[Text Boundary: Start]

- Born: September 2, 1949 (age 77) South Korea
- Occupation: Actor

Korean name
- Hangul: 임채무
- Hanja: 林采茂
- RR: Im Chaemu
- MR: Im Ch'aemu

= Im Chae-moo =

South Korean actor

Im Chae-moo (born September 2, 1949) is a South Korean actor. He opened an amusement park called Doori Land in 1990, which is still open as of 2024 but has financially struggled in recent years and left him in debt. Im has been married twice and has two children.

[Text Boundary: End]
[Data supplied Boundary: Start]

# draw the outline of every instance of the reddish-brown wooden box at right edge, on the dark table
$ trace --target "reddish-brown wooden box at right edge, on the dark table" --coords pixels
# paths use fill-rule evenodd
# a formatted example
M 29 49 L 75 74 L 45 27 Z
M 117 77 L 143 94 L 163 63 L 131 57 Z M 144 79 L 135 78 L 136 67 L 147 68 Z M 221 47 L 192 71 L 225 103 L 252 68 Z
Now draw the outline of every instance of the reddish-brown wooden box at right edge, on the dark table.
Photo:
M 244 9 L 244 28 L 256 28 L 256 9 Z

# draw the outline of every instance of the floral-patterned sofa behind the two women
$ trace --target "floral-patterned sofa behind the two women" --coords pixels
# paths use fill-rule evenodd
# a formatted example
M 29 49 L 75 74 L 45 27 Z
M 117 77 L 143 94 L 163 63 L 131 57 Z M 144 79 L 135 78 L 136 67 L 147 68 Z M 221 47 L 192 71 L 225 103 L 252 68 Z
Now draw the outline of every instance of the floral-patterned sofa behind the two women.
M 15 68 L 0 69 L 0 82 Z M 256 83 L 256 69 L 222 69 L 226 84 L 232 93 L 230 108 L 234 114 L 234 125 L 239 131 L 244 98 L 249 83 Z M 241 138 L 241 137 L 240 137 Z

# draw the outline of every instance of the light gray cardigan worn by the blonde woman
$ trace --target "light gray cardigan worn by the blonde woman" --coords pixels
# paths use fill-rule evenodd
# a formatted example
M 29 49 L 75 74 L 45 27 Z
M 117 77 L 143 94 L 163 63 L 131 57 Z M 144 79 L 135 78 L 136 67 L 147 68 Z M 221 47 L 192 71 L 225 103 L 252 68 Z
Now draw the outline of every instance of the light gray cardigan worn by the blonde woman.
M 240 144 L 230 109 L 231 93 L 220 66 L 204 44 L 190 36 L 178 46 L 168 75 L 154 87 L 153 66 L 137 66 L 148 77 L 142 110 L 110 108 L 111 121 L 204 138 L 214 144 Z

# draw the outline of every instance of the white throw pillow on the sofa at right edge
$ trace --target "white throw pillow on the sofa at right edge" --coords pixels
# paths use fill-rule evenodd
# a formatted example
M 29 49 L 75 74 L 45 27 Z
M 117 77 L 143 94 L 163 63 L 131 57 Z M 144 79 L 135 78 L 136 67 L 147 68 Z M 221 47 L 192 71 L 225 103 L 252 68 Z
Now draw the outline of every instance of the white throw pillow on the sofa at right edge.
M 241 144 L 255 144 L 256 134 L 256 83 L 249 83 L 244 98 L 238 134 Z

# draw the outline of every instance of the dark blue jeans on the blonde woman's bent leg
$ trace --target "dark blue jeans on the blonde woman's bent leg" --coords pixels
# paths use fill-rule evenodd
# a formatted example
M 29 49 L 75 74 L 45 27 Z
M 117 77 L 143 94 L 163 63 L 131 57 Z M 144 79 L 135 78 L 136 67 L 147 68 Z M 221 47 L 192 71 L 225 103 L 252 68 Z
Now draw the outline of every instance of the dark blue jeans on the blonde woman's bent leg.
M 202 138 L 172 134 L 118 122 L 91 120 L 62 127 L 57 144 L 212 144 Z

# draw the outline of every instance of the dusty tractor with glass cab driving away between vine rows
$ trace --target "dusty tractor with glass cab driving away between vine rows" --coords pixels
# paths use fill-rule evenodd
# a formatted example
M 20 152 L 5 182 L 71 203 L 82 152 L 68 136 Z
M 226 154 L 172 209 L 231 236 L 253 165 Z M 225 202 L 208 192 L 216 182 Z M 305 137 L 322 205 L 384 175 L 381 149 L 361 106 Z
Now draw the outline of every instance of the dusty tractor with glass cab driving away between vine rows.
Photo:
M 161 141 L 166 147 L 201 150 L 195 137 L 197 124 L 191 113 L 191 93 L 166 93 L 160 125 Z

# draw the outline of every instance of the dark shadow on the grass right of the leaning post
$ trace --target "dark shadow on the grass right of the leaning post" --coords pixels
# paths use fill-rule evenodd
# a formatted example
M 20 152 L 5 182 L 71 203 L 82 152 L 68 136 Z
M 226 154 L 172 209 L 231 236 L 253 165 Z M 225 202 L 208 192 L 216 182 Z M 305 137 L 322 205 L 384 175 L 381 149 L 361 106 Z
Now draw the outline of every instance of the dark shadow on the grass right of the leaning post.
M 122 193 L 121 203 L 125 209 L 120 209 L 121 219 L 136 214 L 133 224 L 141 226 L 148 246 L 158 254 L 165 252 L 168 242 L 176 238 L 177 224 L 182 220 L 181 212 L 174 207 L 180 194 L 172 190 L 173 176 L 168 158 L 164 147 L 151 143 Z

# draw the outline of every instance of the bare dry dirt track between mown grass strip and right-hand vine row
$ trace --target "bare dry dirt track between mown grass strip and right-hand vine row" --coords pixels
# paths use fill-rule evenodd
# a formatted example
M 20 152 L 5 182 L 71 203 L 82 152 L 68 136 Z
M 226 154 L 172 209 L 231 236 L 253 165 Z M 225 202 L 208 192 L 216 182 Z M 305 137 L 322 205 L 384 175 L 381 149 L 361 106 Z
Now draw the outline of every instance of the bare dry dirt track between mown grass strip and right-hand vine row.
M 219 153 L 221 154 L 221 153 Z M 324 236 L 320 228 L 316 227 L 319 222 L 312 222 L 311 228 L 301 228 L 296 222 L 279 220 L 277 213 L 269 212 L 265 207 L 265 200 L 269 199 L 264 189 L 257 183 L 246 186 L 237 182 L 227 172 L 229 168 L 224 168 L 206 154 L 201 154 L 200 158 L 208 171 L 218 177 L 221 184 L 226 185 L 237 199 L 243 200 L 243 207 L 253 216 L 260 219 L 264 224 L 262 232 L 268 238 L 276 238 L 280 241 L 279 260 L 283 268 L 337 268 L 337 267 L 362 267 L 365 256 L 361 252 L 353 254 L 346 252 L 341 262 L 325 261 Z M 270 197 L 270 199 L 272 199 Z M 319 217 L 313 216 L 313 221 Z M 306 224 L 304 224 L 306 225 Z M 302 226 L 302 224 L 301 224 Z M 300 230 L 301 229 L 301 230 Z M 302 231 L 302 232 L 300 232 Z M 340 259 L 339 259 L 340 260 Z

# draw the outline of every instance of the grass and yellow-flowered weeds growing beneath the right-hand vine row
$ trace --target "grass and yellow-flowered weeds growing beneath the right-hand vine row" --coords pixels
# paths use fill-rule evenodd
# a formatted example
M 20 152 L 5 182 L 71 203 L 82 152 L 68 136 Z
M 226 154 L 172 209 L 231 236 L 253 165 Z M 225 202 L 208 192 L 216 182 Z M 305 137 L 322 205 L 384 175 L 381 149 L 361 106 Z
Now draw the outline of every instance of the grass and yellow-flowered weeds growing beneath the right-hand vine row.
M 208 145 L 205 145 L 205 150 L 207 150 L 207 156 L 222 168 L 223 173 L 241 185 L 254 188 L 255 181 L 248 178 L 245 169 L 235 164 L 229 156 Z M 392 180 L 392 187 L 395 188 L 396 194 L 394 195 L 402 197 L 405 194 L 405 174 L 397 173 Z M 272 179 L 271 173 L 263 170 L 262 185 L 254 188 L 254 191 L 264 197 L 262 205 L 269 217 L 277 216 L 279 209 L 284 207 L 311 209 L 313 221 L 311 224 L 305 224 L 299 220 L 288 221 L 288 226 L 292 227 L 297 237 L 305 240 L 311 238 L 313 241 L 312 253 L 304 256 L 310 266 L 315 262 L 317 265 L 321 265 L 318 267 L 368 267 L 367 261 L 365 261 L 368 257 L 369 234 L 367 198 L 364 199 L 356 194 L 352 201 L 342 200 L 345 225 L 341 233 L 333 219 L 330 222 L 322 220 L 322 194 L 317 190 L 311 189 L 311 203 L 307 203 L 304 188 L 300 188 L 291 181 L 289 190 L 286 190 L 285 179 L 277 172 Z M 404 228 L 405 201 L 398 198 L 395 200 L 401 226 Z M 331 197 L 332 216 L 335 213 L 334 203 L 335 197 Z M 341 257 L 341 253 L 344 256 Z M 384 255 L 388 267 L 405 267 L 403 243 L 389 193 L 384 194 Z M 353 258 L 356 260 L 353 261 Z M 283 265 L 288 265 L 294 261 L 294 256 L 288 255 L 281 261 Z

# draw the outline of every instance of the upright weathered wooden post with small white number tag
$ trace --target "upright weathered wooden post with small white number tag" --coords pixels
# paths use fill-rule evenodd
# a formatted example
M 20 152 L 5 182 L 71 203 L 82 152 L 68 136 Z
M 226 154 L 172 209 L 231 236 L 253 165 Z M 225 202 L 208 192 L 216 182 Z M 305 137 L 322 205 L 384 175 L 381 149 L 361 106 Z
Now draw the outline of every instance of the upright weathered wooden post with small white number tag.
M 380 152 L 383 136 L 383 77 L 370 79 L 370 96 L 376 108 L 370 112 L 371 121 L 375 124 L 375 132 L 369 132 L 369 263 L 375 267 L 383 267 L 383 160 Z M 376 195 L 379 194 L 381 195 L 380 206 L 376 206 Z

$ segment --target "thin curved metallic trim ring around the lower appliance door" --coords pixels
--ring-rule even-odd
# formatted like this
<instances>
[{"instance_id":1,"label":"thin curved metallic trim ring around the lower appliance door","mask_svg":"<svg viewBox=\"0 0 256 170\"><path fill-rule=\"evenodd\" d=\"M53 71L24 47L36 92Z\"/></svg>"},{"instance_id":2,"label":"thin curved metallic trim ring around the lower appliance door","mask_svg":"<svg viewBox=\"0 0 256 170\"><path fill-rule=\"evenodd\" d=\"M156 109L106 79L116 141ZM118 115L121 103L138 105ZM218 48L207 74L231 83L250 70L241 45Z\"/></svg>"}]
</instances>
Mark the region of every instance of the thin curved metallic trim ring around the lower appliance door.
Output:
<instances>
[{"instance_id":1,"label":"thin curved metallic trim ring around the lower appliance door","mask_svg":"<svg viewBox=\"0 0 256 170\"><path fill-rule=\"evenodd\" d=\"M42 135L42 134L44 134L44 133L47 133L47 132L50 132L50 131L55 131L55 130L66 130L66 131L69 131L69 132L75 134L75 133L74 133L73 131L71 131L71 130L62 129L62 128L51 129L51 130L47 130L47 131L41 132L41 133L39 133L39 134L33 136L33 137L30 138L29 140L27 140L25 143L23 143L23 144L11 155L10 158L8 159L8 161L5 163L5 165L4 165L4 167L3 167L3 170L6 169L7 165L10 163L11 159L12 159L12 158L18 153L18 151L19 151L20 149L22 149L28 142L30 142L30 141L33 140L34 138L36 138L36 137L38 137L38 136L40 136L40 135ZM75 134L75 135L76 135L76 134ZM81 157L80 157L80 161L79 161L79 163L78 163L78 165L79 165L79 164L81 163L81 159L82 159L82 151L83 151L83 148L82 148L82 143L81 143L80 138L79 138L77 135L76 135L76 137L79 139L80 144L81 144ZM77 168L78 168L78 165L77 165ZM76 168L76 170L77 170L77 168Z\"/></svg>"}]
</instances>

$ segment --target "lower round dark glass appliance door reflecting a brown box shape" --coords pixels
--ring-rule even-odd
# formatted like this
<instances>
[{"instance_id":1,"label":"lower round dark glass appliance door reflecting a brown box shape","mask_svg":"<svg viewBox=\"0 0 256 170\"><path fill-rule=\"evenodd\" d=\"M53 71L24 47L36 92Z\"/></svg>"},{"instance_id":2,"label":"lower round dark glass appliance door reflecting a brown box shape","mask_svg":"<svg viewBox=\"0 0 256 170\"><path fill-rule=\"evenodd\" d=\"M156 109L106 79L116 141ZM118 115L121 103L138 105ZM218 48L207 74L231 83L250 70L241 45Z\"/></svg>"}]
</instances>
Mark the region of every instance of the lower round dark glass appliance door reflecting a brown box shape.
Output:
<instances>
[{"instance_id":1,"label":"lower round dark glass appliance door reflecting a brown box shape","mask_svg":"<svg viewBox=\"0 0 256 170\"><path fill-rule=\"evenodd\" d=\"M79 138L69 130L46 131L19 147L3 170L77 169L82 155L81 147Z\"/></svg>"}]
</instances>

[Data supplied Boundary: End]

Repeat the Im Chae-moo text above, beginning at the words "- Born: September" and stopping after "has two children.", and change "amusement park" to "theme park".

**Answer area:**
- Born: September 2, 1949 (age 77) South Korea
- Occupation: Actor

Korean name
- Hangul: 임채무
- Hanja: 林采茂
- RR: Im Chaemu
- MR: Im Ch'aemu

= Im Chae-moo =

South Korean actor

Im Chae-moo (born September 2, 1949) is a South Korean actor. He opened an theme park called Doori Land in 1990, which is still open as of 2024 but has financially struggled in recent years and left him in debt. Im has been married twice and has two children.